運營總有各種各樣的需求,今天運營需要我做一個文件上傳的功能,文件格式是.txt文件,內容是每一行是一個uid,具體需求是,後臺上傳一份uid的白名單,如果用戶的uid在這份白名單上,則彈窗。總數是500萬左右(不定),目前文件是60多M。
接到這個需求後,我首先想到的是數據存在redis上的集合裏(因爲uid大部分是10位數,不適合用bitmap)。但是數據量太大,佔用資源還是很大的(每個彈窗的每個平臺和每種語言都有一份不同的白名單,後面運營說其實一次性不會上那麼多。所以決定這樣做,但彈窗下線後,把redis數據刪了)。
廢話不多說,直接上代碼。
後臺form 表單提交,因爲文件是60多M,所以採用分片上傳,用的是百度的webUpload。http://fex.baidu.com/webuploader
主要前端代碼如下
<!--文件分片上傳-->
<!--引入CSS-->
<link rel="stylesheet" type="text/css" href="/plugs/webUploader/webuploader.css">
<!--引入JS-->
<script type="text/javascript" src="/plugs/webUploader/webuploader.js"></script>
<div class="form-group wu-example" id="target_common" style="display: none;" class="wu-example">
<label class="col-md-3 control-label"></label>
<div class=" col-md-3 btns">
<div id="picker">選擇文件</div>
<!-- <button id="ctlBtn" class="btn btn-default">開始上傳</button>-->
</div>
<!--用來存放文件信息-->
<div id="thelist">
<div>
<a href=javascript:;"><?= isset($info['target_user_name']) && $info['target_user_name'] ? $info['target_user_name'] : '' ?></a>
</div>
</div>
<input type="hidden" id="target_common_temp_url" name="target_common_temp_url" />
</div>
<input type="hidden" id="target_user_name" name="target_user_name" value="<?= isset($info['target_user_name']) && !empty($info['target_user_name'])?$info['target_user_name']:''?>"/>
var uploader = WebUploader.create({
swf: '/plugs/webUploader/Uploader.swf',// swf文件路徑
server: '/toolcontent/operation_position/popwindow_target_upload',// 文件接收服務端。

書面練習 A =
請把這篇關於白名單文件上傳的文章中從「運營總有各種各樣的需求,今天」起、一直到「廢話不多說,直接上代碼。」止的部分逐字照抄下來。
書面練習 B =
根據這篇關於白名單文件上傳的文章，判斷下列各項說法是否與文中相符，每項回答「是」或「否」，並附上文中起決定作用的原句引文：(i) 目前的文件大小是60多M；(ii) 作者決定用bitmap來存放uid；(iii) 分片上傳採用的是百度的webUpload。
書面練習 C =
接著這篇關於白名單文件上傳的文章最後一句往下續寫。

收集的數據 =
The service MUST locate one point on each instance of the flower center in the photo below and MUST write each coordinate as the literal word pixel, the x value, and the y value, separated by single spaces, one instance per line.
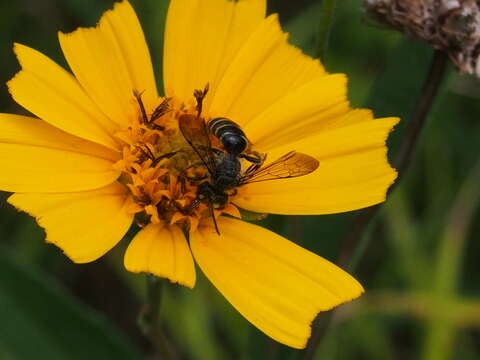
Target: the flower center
pixel 161 171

輸出 A =
運營總有各種各樣的需求,今天運營需要我做一個文件上傳的功能,文件格式是.txt文件,內容是每一行是一個uid,具體需求是,後臺上傳一份uid的白名單,如果用戶的uid在這份白名單上,則彈窗。總數是500萬左右(不定),目前文件是60多M。
接到這個需求後,我首先想到的是數據存在redis上的集合裏(因爲uid大部分是10位數,不適合用bitmap)。但是數據量太大,佔用資源還是很大的(每個彈窗的每個平臺和每種語言都有一份不同的白名單,後面運營說其實一次性不會上那麼多。所以決定這樣做,但彈窗下線後,把redis數據刪了)。
廢話不多說,直接上代碼。

輸出 B =
(i) 是。「目前文件是60多M」
(ii) 否。「因爲uid大部分是10位數,不適合用bitmap」
(iii) 是。「用的是百度的webUpload」

輸出 C =
pick: '#picker', // 選擇文件的按鈕。可選。內部根據當前運行是創建,可能是input元素,也可能是flash.
resize: false, // 不壓縮image, 默認如果是jpeg,文件上傳前會壓縮一把再上傳!
chunked: true, //是否要分片處理大文件上傳
chunkSize:2 * 1024 * 1024, //分片上傳,每片2M,默認是5M
auto: true,
chunkRetry : 2, //如果某個分片由於網絡問題出錯,允許自動重傳次數
//runtimeOrder: 'html5,flash',
accept: {
title: '文件',
extensions: 'txt',
mimeTypes: 'text/plain'
}
});
// 當有文件被添加進隊列的時候
uploader.on( 'fileQueued', function( file ) {
var $list = $("#thelist");
/*$list.append( '<div id="' + file.id + '" class="item">' +
'<h4 class="info">' + file.name + '</h4>' +
'<p class="state">等待上傳...</p>' +
'</div>' );*/
//只顯示一個
$list.html( '<div id="' + file.id + '" class="item">' +
'<h4 class="info">' + file.name + '</h4>' +
'<p class="state">等待上傳...</p>' +
'</div>' );
});
// 文件上傳過程中創建進度條實時顯示。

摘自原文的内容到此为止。